» **Exercise directions**: The records that follow must be reproduced in full, exactly as written.

» **Input for this task**:
--

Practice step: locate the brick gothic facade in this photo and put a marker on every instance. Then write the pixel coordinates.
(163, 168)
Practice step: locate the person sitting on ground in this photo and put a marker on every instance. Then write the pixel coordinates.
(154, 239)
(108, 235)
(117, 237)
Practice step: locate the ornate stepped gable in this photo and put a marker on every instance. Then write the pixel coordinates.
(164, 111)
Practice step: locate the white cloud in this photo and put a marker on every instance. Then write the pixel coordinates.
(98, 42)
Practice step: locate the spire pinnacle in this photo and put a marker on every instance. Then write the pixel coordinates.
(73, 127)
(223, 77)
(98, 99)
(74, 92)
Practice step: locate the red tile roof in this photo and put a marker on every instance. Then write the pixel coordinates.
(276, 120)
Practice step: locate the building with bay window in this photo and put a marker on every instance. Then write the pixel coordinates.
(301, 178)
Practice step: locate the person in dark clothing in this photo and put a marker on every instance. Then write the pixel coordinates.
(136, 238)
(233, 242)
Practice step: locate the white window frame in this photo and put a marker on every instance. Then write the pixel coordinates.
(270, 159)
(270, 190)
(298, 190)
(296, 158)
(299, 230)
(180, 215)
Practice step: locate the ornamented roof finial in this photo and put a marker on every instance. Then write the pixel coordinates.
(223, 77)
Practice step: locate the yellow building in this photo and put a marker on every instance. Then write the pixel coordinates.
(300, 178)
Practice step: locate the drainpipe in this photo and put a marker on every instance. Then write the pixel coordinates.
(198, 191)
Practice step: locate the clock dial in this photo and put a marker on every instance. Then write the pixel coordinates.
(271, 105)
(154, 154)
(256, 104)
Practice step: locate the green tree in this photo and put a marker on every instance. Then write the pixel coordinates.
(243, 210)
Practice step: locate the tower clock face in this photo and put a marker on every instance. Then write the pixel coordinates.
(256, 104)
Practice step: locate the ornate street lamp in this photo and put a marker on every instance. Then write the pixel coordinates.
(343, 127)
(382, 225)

--

» **Correct result**:
Practice step: locate the brick gothic facade in this photo and put a marker on every instance. Then write the pixel coordinates.
(163, 168)
Practice step: locate the person sitting on ground in this photo and put a marker on every instance. Then write the pixel coordinates.
(154, 239)
(108, 235)
(117, 237)
Practice step: locate the ornate stepped gable in this photo and put a marker on every instance. Then write the pixel coordinates.
(164, 111)
Practice step: locate the white cloud in this photo and put a marker on every instance. Then write the pixel coordinates.
(98, 42)
Practice step: locate the spire pinnacle in this photo and put a marker on every instance. Then write the pixel coordinates.
(73, 127)
(223, 77)
(98, 99)
(74, 92)
Practice step: locate the red tile roof in this photo and put a marker on every instance. Then write the pixel coordinates.
(276, 120)
Practice step: locate the building with bay window in this photo and put a marker on every instance. Then write the pixel coordinates.
(301, 178)
Practice step: locate the person in dark clothing in this photo and put a marker on every instance. Then write the pixel coordinates.
(136, 238)
(233, 242)
Practice step: locate the white window frame in this photo and put a marker on every instance. Then write the pixel coordinates.
(270, 159)
(270, 190)
(298, 190)
(296, 158)
(299, 230)
(180, 215)
Practice step: locate the ornamented roof finial in this photo and put a marker on every instance. Then write the pixel coordinates.
(223, 77)
Practice step: locate the yellow building in this photo and put a marker on every instance. Then write the pixel coordinates.
(300, 178)
Practice step: locate the drainpipe in this photo and put a marker on every instance. Then write the pixel coordinates.
(198, 191)
Practice step: locate the clock dial in this photo and put a marker on every instance. Then write the pixel coordinates.
(271, 105)
(154, 154)
(256, 104)
Practice step: locate the green tree in this photo and put a marker on every instance. Then write the pixel coordinates.
(243, 210)
Practice step: locate the tower clock face in this photo and put a marker on every instance. Then write the pixel coordinates.
(256, 104)
Practice step: locate the ornate street lamp in this photo and put a marker on every instance. Then write the pixel coordinates.
(343, 127)
(382, 225)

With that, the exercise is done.